# What is expected:
Write the next part of the post on the placebo effect as a clinical tool, starting after its final paragraph.

# Passage:
-----

In the course of reading the comments in the last several posts, I’ve come upon many mentions of the “placebo effect”. Steve Novella has a few good posts on the placebo effect, but I’d like to take a look at the clinical view.
The placebo effect is a phenomenon often observed in clinical studies. When doing clinical studies, there is often a notable change in subjects response simply by being in the study. This effect is multifactorial, often due to such biases as a desire to please researches, better medical follow up, and others. It is most often a data artifact that arises when studying human subjects.
It may seem, based on certain misunderstandings of placebo, that it would make a nice therapeutic intervention. After all, placebos are, by definition, inert and therefore harmless, so any benefit derived is essentially without risk. But placebo (by definition) not real medicine.
First, what treatment will be used as a placebo? Sugar pills? Homeopathic potions? Acupunture? There are big differences in cost, and some studies show that treatments that cost more work “better”. Is that a good thing?
Second, the placebo “effect” isn’t a real, measurable, reliable effect. There is no way to predict who will benefit or to what degree. Prescribing a placebo is a bit like saying, “Try hard to feel better. If it works, I let my sugar pill take the credit.” Unlike proven interventions, there is no predictable dose, response, or benefit.

-----

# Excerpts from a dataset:

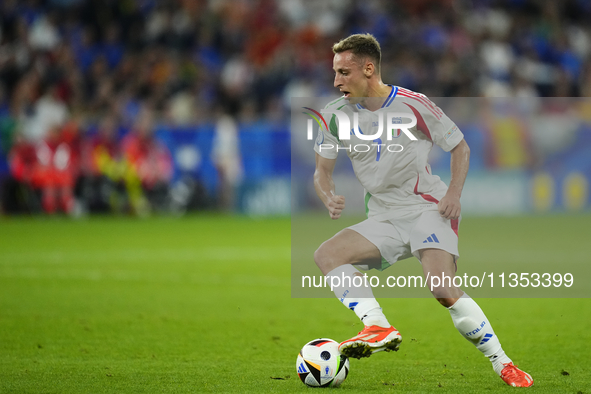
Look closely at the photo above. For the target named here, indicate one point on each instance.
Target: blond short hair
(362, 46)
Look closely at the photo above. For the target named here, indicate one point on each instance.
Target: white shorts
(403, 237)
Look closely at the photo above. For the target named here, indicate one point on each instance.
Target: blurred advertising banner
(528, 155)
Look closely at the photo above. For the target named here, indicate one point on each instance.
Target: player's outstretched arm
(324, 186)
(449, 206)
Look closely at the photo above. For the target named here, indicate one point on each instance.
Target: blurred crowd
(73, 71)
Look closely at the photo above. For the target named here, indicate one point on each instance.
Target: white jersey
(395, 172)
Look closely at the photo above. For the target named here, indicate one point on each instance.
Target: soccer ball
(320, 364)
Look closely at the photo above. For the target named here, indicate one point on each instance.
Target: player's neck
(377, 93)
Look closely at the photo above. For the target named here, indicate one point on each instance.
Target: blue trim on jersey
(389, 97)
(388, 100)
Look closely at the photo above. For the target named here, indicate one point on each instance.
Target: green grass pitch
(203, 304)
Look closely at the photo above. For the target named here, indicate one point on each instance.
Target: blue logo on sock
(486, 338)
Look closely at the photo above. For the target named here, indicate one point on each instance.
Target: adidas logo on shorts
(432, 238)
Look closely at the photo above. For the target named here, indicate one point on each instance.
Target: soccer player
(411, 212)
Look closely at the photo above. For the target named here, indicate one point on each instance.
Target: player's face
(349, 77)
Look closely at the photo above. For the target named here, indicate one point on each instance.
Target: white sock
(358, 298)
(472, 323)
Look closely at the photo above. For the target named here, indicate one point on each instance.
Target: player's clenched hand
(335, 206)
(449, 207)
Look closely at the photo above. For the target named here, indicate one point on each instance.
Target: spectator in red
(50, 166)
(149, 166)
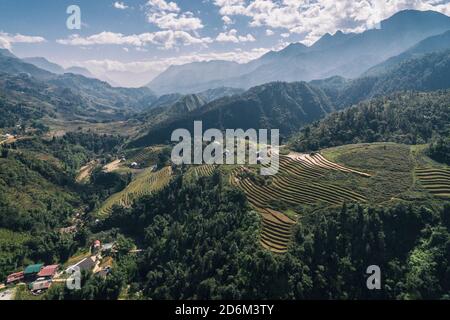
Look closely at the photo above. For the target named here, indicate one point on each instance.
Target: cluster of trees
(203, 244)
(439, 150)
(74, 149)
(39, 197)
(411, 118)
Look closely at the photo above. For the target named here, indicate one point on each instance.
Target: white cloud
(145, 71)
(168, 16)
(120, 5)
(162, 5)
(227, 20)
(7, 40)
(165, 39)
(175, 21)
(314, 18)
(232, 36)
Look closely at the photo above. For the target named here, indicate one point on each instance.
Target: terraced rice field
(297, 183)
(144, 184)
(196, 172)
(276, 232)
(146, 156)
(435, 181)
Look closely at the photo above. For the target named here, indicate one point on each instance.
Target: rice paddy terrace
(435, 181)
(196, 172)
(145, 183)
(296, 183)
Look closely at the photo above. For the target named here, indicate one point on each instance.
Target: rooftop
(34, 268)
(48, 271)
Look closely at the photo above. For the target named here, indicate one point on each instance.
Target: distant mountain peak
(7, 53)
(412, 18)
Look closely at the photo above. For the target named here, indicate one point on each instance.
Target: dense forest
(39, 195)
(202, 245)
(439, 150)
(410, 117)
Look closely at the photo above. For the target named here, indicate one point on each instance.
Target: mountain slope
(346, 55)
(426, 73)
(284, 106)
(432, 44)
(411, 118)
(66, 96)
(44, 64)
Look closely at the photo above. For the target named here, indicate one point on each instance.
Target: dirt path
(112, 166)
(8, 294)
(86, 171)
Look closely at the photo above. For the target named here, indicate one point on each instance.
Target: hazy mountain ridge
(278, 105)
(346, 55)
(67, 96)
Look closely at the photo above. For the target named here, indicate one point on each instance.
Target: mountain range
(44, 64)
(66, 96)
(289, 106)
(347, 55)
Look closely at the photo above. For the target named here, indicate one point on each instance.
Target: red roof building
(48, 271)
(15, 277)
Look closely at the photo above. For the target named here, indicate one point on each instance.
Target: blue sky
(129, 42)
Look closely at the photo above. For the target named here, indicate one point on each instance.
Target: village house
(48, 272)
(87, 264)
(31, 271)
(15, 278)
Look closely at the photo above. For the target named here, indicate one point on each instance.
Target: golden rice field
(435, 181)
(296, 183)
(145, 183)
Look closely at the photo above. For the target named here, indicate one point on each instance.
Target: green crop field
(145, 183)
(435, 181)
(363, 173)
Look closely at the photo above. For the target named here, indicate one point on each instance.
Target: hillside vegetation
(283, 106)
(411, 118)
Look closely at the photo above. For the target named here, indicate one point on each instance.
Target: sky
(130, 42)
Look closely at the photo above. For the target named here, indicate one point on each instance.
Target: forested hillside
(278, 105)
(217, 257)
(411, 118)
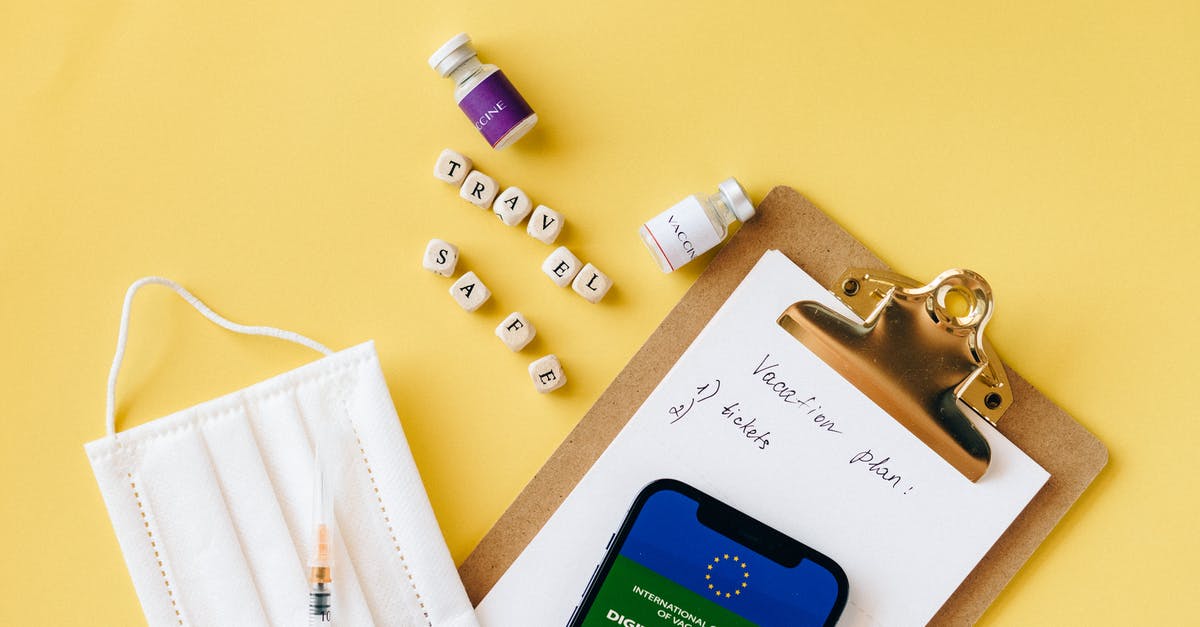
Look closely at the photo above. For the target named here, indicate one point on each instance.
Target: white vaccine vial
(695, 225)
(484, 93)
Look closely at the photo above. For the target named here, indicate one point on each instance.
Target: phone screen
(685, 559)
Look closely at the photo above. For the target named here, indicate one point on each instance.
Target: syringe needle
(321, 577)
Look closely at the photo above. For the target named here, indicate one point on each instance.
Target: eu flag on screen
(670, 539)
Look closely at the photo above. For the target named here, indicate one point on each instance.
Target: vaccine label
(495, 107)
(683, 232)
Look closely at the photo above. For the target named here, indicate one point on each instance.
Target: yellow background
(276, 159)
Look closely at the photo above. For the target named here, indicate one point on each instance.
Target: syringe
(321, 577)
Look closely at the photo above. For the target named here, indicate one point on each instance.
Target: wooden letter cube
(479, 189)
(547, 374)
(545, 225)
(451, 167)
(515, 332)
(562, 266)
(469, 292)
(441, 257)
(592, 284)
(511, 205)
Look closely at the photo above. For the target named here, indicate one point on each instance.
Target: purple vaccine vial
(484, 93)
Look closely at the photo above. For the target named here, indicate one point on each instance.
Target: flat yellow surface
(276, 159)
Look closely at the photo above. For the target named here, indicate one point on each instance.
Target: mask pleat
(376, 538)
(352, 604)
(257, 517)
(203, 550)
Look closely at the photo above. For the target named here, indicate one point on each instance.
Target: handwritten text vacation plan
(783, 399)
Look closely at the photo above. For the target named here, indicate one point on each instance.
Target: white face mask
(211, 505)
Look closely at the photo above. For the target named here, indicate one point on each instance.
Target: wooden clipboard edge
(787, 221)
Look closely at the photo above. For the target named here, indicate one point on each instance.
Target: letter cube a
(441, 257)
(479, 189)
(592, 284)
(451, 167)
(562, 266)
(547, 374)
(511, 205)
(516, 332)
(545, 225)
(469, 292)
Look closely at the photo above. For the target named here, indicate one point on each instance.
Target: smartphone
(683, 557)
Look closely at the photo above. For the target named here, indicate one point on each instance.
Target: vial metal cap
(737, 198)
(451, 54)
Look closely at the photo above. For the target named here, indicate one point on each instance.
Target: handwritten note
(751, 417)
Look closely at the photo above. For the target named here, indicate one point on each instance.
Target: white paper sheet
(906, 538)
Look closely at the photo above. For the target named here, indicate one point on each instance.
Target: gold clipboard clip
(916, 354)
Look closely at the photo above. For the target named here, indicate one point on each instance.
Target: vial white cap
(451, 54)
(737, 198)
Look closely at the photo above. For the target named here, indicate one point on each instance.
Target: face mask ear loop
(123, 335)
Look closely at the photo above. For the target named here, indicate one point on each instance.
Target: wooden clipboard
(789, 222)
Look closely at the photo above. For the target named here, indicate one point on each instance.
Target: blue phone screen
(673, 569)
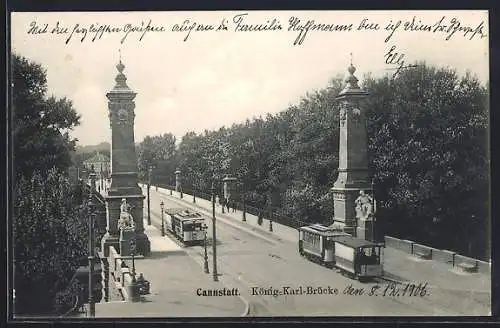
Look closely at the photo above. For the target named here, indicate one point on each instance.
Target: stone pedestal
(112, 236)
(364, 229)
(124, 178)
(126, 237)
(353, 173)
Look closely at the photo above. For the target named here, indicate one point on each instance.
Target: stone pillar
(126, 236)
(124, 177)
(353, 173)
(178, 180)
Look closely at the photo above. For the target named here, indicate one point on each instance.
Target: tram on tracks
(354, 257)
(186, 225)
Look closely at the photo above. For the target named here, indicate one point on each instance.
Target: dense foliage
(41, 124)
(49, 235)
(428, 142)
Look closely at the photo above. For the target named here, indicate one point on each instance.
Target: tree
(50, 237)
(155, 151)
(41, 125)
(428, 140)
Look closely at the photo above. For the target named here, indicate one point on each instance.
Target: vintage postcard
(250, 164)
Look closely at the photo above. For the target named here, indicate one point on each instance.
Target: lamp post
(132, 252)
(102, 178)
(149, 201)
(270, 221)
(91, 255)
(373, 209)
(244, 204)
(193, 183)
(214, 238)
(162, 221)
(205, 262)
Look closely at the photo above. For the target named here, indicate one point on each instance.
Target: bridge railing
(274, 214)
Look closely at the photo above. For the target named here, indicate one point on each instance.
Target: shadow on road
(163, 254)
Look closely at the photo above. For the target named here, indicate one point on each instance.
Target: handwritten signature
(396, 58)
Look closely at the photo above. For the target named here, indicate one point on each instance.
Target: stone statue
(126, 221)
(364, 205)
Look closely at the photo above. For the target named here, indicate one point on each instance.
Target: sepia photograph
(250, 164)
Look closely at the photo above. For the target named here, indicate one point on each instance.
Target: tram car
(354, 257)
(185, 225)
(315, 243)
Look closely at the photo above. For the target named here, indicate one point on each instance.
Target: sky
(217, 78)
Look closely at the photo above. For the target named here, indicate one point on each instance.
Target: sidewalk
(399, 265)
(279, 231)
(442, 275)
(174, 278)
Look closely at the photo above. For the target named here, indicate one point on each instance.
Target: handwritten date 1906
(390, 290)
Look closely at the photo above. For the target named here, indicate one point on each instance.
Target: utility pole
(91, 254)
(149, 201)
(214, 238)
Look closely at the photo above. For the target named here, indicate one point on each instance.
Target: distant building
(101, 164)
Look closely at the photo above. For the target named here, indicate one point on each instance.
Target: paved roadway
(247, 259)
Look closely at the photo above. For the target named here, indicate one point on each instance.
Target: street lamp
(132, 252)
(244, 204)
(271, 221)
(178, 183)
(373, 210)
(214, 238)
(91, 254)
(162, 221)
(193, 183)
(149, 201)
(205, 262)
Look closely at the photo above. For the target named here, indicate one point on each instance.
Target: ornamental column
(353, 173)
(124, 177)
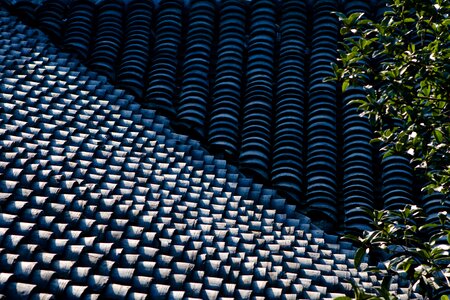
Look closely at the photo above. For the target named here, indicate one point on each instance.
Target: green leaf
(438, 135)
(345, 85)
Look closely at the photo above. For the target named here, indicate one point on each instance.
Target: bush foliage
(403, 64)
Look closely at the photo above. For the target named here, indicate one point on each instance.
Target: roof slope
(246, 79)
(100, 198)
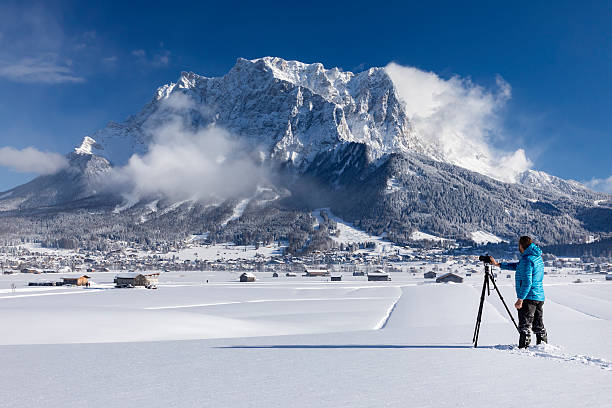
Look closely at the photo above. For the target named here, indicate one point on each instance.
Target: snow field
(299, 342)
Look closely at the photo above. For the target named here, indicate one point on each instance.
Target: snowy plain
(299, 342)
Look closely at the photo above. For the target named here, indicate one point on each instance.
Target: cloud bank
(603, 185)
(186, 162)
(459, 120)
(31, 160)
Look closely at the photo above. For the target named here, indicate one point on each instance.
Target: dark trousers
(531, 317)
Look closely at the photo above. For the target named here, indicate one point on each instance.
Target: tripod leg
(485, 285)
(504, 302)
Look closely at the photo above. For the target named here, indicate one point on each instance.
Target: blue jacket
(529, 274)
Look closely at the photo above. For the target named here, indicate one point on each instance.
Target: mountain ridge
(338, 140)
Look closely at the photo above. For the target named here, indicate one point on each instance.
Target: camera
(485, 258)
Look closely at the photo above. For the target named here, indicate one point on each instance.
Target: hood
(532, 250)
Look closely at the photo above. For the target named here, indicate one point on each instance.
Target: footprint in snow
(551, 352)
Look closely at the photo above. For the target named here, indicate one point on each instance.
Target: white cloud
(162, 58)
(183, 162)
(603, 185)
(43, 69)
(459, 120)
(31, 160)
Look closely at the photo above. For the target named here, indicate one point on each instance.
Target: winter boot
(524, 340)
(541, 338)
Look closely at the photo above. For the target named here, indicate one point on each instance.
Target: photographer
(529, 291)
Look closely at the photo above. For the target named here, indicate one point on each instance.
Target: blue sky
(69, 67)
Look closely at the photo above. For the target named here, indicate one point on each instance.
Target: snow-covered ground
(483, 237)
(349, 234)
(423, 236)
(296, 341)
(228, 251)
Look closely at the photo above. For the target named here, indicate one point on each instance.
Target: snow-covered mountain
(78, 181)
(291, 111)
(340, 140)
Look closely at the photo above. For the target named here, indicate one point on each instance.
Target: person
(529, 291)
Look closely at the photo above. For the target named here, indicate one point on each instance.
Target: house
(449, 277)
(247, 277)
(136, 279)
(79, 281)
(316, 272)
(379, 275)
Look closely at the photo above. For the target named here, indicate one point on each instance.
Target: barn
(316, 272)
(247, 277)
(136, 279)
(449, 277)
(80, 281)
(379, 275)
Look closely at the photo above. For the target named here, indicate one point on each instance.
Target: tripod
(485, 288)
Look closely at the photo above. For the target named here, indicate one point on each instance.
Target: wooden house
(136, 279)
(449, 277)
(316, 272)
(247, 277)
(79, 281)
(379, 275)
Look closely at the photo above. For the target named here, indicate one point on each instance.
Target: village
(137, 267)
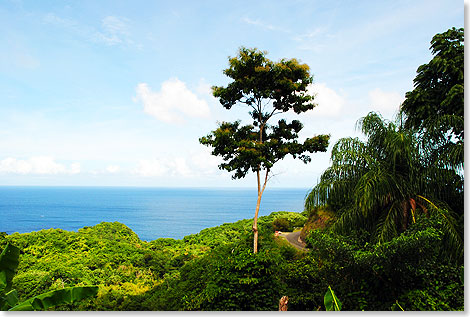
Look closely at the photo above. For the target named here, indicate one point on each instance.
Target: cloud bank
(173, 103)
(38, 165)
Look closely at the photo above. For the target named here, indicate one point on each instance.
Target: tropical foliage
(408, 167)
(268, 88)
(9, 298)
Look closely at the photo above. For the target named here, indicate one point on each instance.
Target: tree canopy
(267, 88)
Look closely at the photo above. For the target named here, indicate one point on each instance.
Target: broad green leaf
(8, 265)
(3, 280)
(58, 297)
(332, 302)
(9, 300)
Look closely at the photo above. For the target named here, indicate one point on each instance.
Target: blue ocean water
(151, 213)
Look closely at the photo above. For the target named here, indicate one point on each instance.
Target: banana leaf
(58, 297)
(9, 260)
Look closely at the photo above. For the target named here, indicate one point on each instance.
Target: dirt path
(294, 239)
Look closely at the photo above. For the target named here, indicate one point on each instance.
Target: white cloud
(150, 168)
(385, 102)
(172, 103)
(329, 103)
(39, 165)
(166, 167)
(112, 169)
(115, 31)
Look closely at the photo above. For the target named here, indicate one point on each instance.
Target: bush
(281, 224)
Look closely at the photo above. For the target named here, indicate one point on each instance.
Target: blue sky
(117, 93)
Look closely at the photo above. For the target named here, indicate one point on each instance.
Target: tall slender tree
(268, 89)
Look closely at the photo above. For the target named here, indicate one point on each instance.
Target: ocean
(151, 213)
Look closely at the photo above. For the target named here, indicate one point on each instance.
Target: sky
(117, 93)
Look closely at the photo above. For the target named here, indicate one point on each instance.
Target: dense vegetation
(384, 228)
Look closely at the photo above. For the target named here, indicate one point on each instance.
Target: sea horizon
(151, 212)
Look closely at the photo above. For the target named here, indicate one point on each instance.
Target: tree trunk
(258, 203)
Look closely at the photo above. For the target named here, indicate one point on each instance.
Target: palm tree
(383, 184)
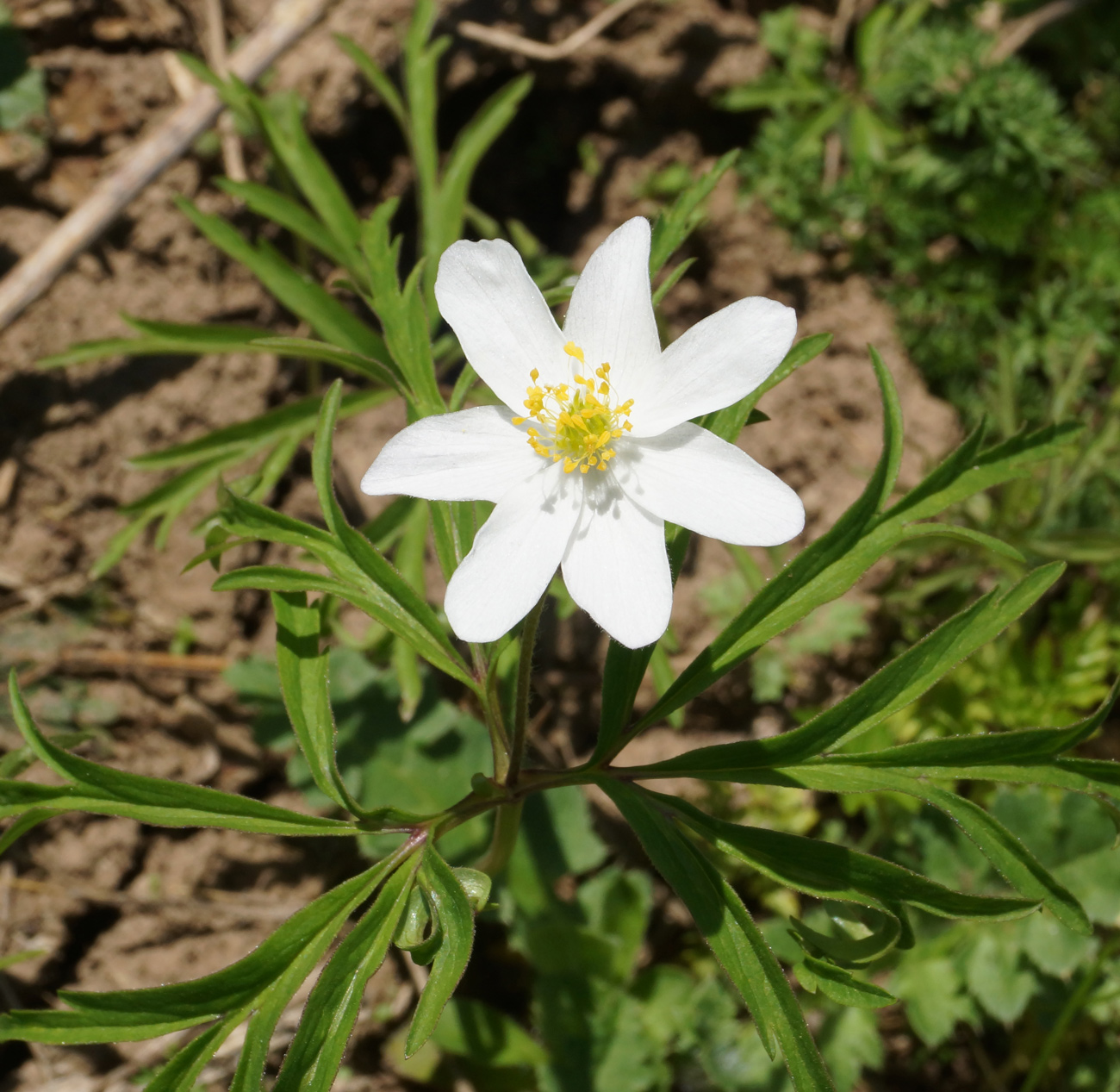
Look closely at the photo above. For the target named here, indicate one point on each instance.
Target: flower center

-----

# Reply:
There is also an ethical problem with some placebos. Some of the placebo effect arises simply from being cared for (as is seen in many clinical studies), but a few placebo treatments require actively deceiving a patient. For example, if you tell a patient, “Hey, I’m going to give you this homeopathic treatment. It doesn’t really do anything, but maybe you’ll get lucky,”—if you tell a patient that, it is a reasonable guess that some of the placebo effect may be mitigated by sketicism.
As has been pointed out by others, even were a placebo to be somewhat predictable, there is only a limited number of symptoms that might even be amenable. For example, it’s reasonable to posit that some pain relief might be gained from placebos, as pain has a large subjective component. But you won’t see placebos curing cancer, aborting a heart attack, or lowering blood sugar.
Placebo is an interesting phenomenon, but is not a clinical tool. It’s appearance is serrendipitous, and its use unethical.